### [Task item]
Records follow. Copy every line with "bare".

### [Data section]
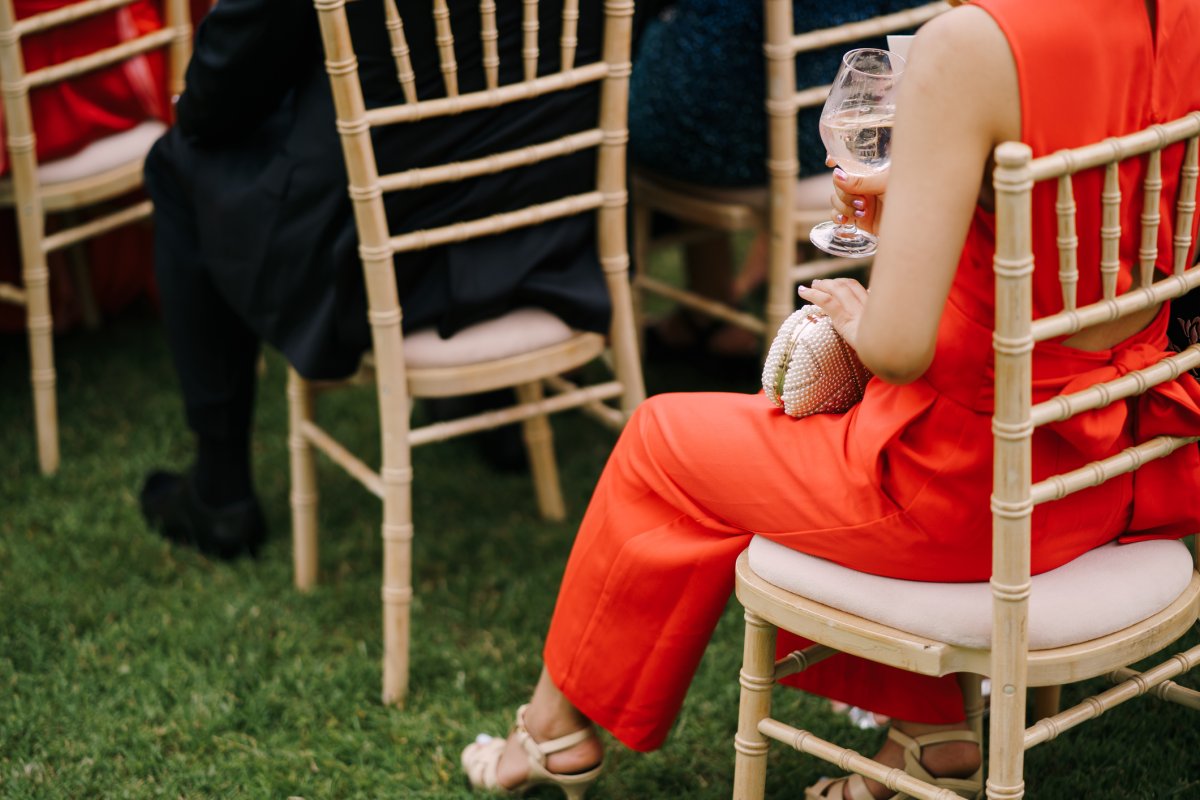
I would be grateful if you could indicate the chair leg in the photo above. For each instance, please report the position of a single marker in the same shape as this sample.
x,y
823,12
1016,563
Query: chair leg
* * *
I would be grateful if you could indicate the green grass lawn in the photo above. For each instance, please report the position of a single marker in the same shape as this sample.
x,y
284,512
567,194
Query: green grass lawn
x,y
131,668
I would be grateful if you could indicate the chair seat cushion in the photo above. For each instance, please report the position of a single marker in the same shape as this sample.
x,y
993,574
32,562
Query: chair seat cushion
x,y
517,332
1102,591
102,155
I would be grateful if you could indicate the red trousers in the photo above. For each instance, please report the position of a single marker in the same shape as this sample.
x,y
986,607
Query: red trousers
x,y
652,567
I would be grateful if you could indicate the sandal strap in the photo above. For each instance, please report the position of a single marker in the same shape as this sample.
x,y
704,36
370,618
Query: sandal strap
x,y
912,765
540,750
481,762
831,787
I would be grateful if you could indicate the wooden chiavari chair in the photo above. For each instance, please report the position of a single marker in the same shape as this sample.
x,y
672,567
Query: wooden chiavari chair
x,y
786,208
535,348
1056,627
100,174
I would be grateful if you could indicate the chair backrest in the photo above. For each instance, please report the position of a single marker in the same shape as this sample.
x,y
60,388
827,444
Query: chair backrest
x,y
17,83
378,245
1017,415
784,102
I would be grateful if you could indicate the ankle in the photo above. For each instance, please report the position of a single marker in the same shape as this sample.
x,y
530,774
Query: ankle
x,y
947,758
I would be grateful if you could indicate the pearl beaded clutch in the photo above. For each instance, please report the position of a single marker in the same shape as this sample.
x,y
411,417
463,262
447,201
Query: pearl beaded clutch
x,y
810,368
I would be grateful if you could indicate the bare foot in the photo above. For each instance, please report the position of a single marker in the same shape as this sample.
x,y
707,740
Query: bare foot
==
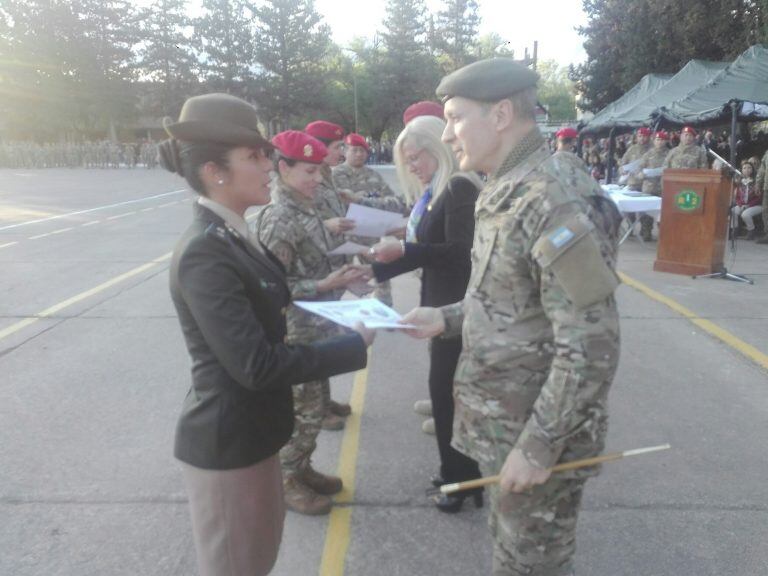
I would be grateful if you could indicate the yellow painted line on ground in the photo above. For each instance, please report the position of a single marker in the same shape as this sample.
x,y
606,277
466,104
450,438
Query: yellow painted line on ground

### [Solved exercise]
I would be grateful if you could indicate the bare foot in the photo above. For each instance, please report the position of a single marker in the same shape as this sample.
Query: bare foot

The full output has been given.